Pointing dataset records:
━━━━

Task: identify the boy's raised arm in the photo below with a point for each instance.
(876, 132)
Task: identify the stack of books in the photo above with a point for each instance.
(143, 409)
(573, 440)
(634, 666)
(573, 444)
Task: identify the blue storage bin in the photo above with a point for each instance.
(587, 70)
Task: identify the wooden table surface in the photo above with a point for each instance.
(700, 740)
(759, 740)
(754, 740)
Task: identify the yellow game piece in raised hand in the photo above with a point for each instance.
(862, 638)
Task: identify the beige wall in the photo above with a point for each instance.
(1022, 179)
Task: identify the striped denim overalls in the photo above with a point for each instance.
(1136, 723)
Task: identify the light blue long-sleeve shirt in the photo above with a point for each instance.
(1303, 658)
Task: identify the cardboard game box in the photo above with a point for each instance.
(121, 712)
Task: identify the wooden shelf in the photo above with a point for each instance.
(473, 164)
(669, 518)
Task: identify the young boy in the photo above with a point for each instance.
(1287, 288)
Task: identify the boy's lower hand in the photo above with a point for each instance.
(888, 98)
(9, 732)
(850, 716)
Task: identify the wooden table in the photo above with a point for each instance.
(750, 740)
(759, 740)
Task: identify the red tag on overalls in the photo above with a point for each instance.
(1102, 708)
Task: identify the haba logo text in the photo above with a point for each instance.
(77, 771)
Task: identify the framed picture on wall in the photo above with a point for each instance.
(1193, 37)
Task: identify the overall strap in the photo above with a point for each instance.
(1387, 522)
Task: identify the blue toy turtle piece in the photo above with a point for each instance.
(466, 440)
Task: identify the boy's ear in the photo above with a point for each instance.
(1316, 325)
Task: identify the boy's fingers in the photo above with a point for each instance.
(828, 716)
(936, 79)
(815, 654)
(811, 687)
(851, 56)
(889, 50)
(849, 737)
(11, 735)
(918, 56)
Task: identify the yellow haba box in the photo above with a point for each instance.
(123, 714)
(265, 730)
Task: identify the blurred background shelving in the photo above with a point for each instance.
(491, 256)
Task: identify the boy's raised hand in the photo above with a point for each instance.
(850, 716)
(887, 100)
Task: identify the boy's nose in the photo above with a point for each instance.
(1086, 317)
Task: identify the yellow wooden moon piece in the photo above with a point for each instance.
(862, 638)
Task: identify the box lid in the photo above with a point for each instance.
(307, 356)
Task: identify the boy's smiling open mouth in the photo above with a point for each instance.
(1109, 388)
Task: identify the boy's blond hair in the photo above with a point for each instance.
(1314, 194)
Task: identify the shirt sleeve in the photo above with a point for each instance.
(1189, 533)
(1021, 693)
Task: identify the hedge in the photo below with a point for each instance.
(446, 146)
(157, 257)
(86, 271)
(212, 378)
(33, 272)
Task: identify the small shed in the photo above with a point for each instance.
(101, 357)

━━━━

▶ Objective
Write out again, exactly, the lines from the one holding "Task: identify the box" through the end of the listing, with both ends included.

▶ Answer below
Task: identify the box lid in the photo above with a point for each instance.
(307, 356)
Task: identify the boy's smiling open mouth in the photo above with a point for each instance.
(1109, 388)
Task: identify the boy's blond hair in the photo above with a point for each instance.
(1314, 194)
Task: identify the shirt sleeve in the photo above with a point for each instance.
(1189, 533)
(1021, 693)
Task: identify the hedge in the photo below with a point for each instance.
(446, 146)
(157, 257)
(86, 271)
(212, 378)
(33, 272)
Task: identify the small shed in the photo above with a point for each instance.
(101, 357)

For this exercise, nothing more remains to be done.